Data entries —
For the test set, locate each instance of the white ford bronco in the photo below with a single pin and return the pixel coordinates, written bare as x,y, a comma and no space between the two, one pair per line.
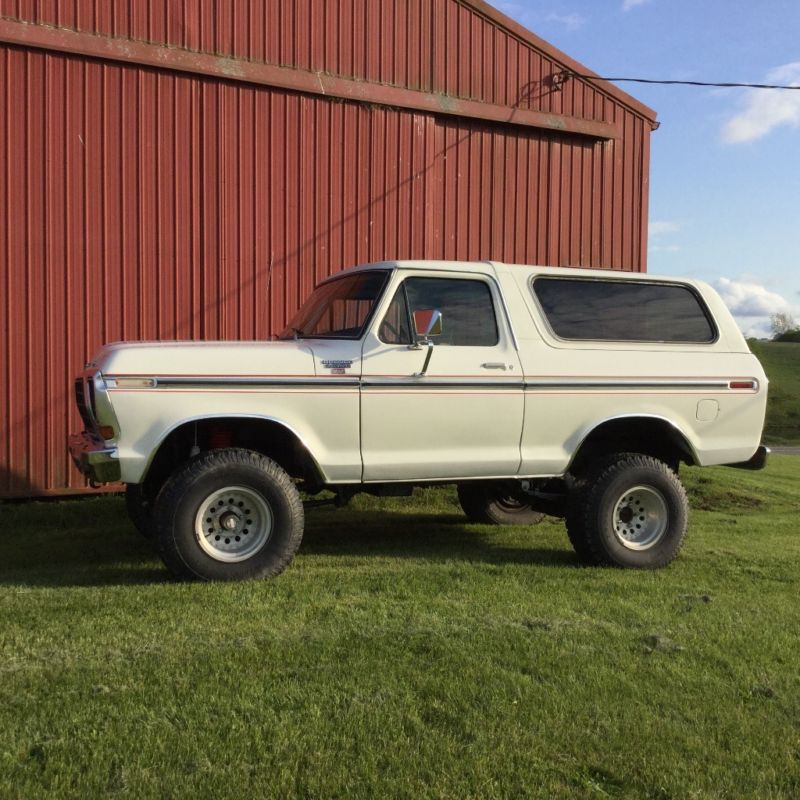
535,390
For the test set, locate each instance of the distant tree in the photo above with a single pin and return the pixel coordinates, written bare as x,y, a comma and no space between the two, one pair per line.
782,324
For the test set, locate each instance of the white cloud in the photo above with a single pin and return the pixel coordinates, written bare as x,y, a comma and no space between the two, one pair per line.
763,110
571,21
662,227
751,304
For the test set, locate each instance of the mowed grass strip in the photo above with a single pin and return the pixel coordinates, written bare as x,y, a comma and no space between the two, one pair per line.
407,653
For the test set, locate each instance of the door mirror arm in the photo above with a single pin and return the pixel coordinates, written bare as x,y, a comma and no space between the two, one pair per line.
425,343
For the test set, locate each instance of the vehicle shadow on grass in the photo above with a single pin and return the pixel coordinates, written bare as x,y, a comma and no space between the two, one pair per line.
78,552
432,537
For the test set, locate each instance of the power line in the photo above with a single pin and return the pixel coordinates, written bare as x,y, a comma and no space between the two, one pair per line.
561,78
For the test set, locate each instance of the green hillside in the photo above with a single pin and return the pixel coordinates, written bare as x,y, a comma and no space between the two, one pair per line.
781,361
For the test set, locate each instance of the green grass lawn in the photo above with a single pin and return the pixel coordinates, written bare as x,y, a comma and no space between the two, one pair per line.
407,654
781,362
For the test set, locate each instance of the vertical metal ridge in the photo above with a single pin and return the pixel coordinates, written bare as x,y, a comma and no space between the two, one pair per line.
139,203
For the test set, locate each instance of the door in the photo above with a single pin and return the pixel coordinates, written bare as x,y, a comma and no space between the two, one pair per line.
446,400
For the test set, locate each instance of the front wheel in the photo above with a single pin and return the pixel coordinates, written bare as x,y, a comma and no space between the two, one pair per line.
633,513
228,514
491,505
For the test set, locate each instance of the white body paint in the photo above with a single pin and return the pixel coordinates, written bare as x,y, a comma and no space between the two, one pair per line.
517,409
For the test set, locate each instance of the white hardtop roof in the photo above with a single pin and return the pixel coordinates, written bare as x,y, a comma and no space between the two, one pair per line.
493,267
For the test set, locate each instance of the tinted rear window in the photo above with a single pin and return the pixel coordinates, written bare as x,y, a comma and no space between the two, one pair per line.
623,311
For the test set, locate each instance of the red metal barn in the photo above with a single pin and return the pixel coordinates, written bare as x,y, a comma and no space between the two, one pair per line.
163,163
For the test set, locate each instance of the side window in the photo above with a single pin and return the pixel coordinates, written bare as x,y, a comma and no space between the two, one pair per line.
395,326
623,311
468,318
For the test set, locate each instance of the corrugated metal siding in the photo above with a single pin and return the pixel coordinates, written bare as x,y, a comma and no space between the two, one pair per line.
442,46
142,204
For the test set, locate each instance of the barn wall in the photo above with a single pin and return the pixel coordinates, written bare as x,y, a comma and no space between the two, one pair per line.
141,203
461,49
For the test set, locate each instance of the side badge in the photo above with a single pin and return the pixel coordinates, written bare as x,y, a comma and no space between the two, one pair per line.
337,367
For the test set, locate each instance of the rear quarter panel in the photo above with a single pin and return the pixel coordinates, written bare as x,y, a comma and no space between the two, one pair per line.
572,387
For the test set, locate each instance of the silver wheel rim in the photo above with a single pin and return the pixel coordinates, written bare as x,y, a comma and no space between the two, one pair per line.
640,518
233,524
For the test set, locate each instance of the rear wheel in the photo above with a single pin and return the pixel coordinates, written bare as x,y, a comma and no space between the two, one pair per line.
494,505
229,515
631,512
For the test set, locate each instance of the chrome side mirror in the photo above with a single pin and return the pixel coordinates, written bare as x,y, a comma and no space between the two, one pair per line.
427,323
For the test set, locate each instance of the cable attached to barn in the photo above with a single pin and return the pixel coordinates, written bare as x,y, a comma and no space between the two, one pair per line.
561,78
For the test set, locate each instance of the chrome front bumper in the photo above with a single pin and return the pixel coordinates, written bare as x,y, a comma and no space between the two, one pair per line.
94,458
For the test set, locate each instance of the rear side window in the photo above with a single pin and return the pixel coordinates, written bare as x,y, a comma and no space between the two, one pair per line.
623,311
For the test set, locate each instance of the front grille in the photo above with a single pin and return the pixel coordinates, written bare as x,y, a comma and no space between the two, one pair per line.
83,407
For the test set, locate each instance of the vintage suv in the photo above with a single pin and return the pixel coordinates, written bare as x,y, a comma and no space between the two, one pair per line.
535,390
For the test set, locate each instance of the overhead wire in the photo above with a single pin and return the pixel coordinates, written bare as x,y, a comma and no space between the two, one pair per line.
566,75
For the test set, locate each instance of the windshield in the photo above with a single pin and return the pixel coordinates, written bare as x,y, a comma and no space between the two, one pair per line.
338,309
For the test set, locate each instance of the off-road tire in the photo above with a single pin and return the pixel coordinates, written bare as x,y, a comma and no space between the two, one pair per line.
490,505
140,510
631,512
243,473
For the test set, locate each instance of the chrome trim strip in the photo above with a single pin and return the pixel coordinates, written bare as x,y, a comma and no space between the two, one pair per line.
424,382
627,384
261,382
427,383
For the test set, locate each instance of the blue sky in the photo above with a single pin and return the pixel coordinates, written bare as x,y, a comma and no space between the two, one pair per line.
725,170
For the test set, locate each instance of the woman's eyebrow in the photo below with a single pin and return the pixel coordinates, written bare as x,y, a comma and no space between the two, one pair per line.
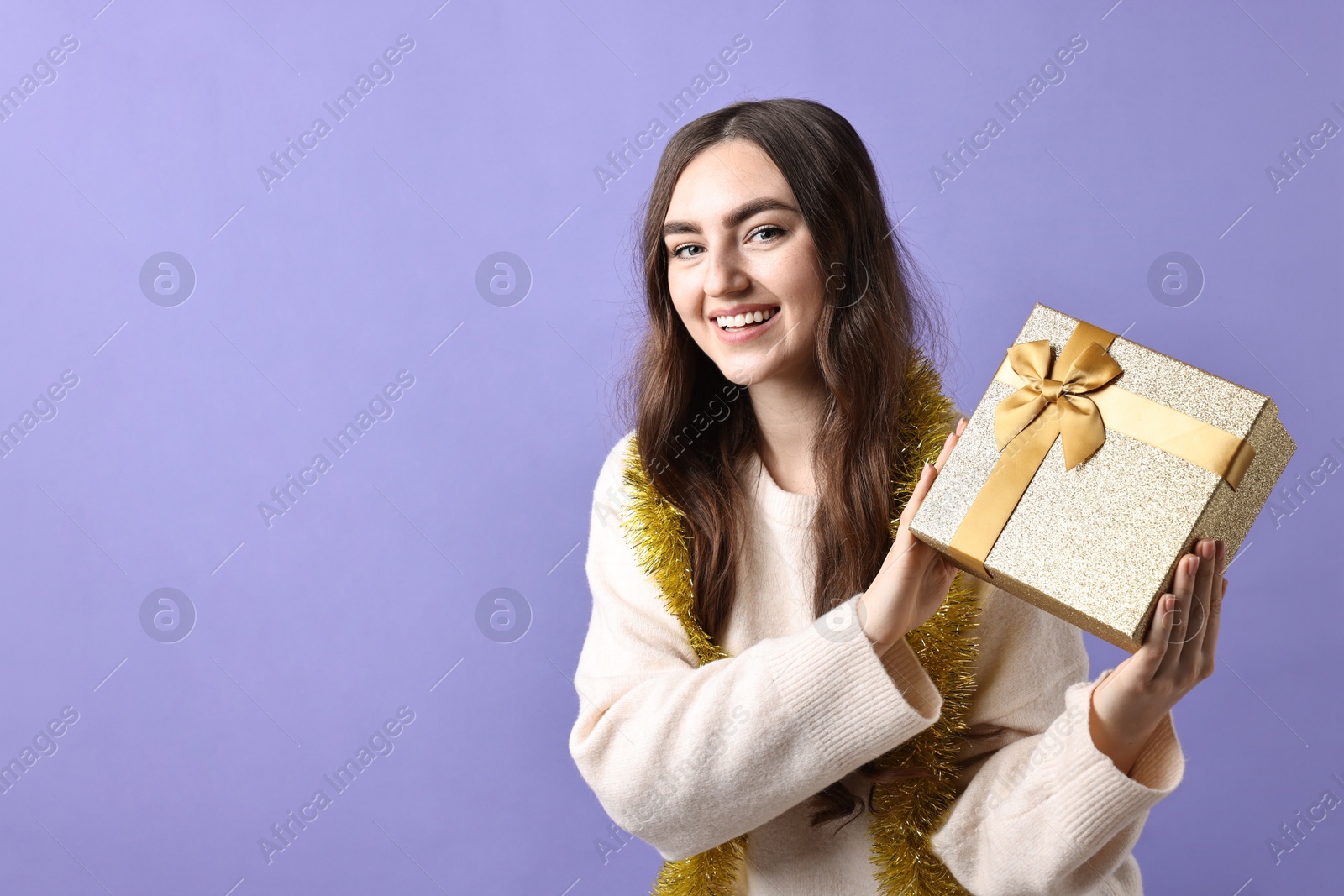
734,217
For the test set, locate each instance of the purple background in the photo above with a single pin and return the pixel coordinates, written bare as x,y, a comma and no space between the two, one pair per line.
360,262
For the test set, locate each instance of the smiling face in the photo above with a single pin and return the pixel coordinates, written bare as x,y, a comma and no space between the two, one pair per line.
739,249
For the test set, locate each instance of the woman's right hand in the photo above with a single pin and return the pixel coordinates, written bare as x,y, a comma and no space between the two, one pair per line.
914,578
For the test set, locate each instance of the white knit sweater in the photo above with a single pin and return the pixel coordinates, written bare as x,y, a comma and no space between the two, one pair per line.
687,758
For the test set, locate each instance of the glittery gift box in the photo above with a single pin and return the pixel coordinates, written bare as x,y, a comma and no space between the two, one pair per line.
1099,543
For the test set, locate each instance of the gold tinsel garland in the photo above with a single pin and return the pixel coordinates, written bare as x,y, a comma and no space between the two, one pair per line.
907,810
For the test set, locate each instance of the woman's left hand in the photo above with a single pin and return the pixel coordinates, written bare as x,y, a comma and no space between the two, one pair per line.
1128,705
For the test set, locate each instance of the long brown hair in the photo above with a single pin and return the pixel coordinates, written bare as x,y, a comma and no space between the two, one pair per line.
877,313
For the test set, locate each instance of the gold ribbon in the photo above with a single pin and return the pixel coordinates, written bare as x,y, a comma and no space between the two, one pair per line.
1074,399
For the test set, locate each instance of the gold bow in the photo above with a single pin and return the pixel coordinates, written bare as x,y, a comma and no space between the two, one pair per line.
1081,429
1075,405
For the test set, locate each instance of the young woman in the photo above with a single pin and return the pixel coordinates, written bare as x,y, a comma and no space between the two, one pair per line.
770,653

Directions for this task — Copy out every entry above, line for line and unchanged, leaving out the pictures.

Exercise answer —
For the test set, locate each instance of the white ford bronco in the photo below with a single pin and return the pixel coordinates, written bare as x,y, a comma and no space between the two, one pair per line.
535,390
For the test set, locate each instance of the distant tree in the photo above with a single pin and return the pixel coordinates, written bare as x,y, a comma and no space between the two, one pair per line.
782,324
For the test set, locate each instance of the white cloud in the photo above with a single pin and return the pixel coordinates, written bare as x,y, a comma and no space between the two, one pair per line.
763,110
571,21
662,227
751,304
For the test set, locate each instance of the mowed grass strip in the photo above with a single pin and return the pixel coordinates, written bare as x,y, a comma and no space between the two, one pair per line.
407,653
For the test set, locate each instance of the door mirror arm in the photo above with a single pin and return the pixel coordinates, written bare as x,y, a comma and no space between the two, one pair per line.
425,343
For the test set, locate each instance of the vehicle shadow on grass in the photo above with a single pin and return the pixel coordinates, written bare as x,y, a comma and no space between the two, one pair per line.
78,552
432,537
For the test set, locate each instance of the power line in the photo above with a single pin and return the pixel coordinates, written bare as x,y, a comma and no space between the two, one pair per line.
561,78
For the test set, locate each instance of the green hillside in the photo above with a single pin and return the pixel coordinates, written bare as x,y, a comma and no space between the two, one pair per line.
781,361
For the test set, locate each instance of the green grass lawn in the photo above with a single pin and return the pixel coordinates, written bare as x,y, a comma and no space between the two, one pair per line.
407,654
781,362
For the test set, locate each instance of the vertical metal ridge in the photo above with a single pin and return the pixel coordinates, written bare as x,y, a comma and no space between the two, one pair per line.
139,203
For the test set, locate each instance of the door in the photo above with a single pin and return the pixel coordinates, written bare as x,y, a comma and no space between the two, one pair per line.
446,400
For the test set, locate each instance of the front wheel in the photo above with a single pin and return the pixel coordinates, written bare as x,y, a comma and no space between the two, one pair per line.
633,513
228,514
491,505
For the test set, locate each instance of the white body paint in the photo above with a single pin and return the pixel coordinates, written bare as x,y, a comma and no space between the two, one pair per line.
517,409
For the test set, locate each instance of the white hardtop roof in the photo above with a single pin and return the pixel coordinates, written bare as x,y, a comma and no space between the two, one pair per line.
493,267
For the test set, locate each instance of the tinted rear window in the photo above with a single pin and return the pixel coordinates, written bare as x,y, a comma and no space between the two, one pair per line.
623,311
For the test set, locate each instance of the red metal barn in the photo above with a single pin and return the pixel coordinates, written bare as x,y, a comma and no space between the two, one pair per line.
163,163
For the test set, locate each instance of the side window in the photo above with a single pin and return the pixel coordinates, written bare as x,y, a comma and no space between the two, one pair per line.
395,326
623,311
468,318
For the test set, locate each instance of the corrugated metal siding in the photo above with a single pin and return the pixel coordinates, written bare as x,y, a comma and no space between the two, one pair per line.
442,46
142,204
For the test set, locate each instance of the barn wall in the photo above with a single pin and return the pixel coordinates, written bare as x,y, a comma and no space between the two, one pair per line.
141,203
461,49
For the test set, locate each instance of the side badge in the photo above with a single pin and return the pixel coordinates, written bare as x,y, a comma and no space between the two, one pair per line.
337,367
For the test set, locate each instance of the rear quarter panel in the photo above with a single pin and return the pixel coordinates, written bare as x,y, a comma and no space between the two, one pair per line.
572,387
For the test set, locate each instance of the silver wheel rim in the photo above with a single pin and return the pixel coordinates, written bare as x,y, a comma and no space between the two, one pair per line.
640,518
233,524
For the test set, locate each instance of the rear wheel in the photo above with a single pin and return the pixel coordinates, written bare as x,y, a comma and no space between the two, one pair per line.
494,505
229,515
631,512
For the test set, locate each instance of the chrome side mirror in the photo above with a single pin and return the pixel coordinates, written bare as x,y, a comma and no space between the two, one pair per line.
427,323
For the test set, locate each instance of the cable attached to barn in the photo above with a single pin and return the pixel coordinates, written bare as x,y, a comma and no space between the two, one pair per line.
561,78
For the test set, locate each instance of the chrome front bumper in the photo above with a single pin and return the pixel coordinates, written bare as x,y, a comma and no space between the two, one pair per line.
94,458
For the test set, locate each instance of the rear side window in the photo above with a single pin and return the pixel coordinates, written bare as x,y, a comma and no space between the two, one pair per line.
623,311
For the test set, locate each instance of the front grille in the photo above with a single pin and return the pixel coordinates, written bare as x,y, a comma and no space between the two, one pair per line.
83,407
For the test set, locate each instance of the vintage suv in the photo above with a single pin and return the pixel coordinates, written bare as x,y, a comma and no space between the two, one pair per line.
535,390
For the test set, locate each instance of the overhead wire in the photo above with a single pin and return the pixel coordinates, written bare as x,y, a comma and no space between the two, one pair per line.
566,75
For the test set, locate each instance of the windshield in the photo above with a single pin and return the pixel coordinates, written bare as x,y, a comma and no space between the two, one pair per line.
338,309
For the test set, locate each instance of the off-road tire in the photo above with a single pin and return the pixel coordinates, written bare as x,y, a comma and no space between the two, one pair per line.
490,505
140,510
631,512
243,473
For the test set, locate each instance of the chrome trim strip in the photo above with a single pin and return the pixel coordinates, written bare as x,y, a comma and no space between the two, one pair per line.
424,382
627,384
261,382
427,383
For the test set, locate each instance of the blue sky in the photo above with a single pin and return the pixel coordinates, written bare as x,y, a comma and no space between the two, one pair per line.
725,170
For the test set, locate each instance of the woman's eyebrow in the photo below with a single pin and return the pixel coordinates, written bare as x,y, a comma and no space between the two, one pair per line.
734,217
For the test set, locate each instance of the purple background in the photo above with a single pin and return the pixel coordinates, written bare as x,y, a comma and no space between the two, one pair per line.
360,262
For the test set, locate each instance of the smiling face in the photo above with a single pin and return the pixel coordinates, written bare as x,y, a comma and no space between the two, one pair per line.
739,249
For the test set, locate each instance of the woman's right hand in the photo above with a single pin and return the pixel coordinates, written bare as x,y, a comma and no space between the two, one pair per line.
914,578
For the test set, locate each instance of the white knit sweater in the photo above with a single pin and return the pixel coordinates, written bare as x,y, a comma and no space between the two, one pair per line.
687,758
For the test set, locate each instance of the glittery gift box in the photo above with a single pin and return the pixel coordinates, written bare as x,y, a comma and no space between the two, one pair per line.
1099,543
For the test set, locate each instance of the gold tinsel garland in the photo above with a single pin and return the pixel coordinates, written bare as x,y, a comma and no space between the two, one pair per line.
907,810
For the test set, locate each instance of the woman's left hand in the photo above with a single pin and return the pixel coordinates, written bare as x,y, a comma and no space between the two, one pair per line.
1128,705
For the test set, locate each instance of the long brown hair in the photo above with a single pin and return the pixel coordinates, written bare as x,y, a comma and no space between the two, one pair per line.
877,313
For the test set, locate each instance of the gold ribbon in the photo above with a single pin and return the pixel coordinates, written bare as x,y, a comma and no space between the two, one pair per line.
1074,399
For the test set, locate each instance of the gold bow in the photo above with a single pin and return the pixel coordinates, written bare as x,y, a comma and no space between the two, one pair per line.
1081,429
1075,405
For the test set, locate each instance of the young woman in the photo above with a single pin and return the pixel coordinates, written bare as x,y, a comma and no space between the two, one pair per line.
770,653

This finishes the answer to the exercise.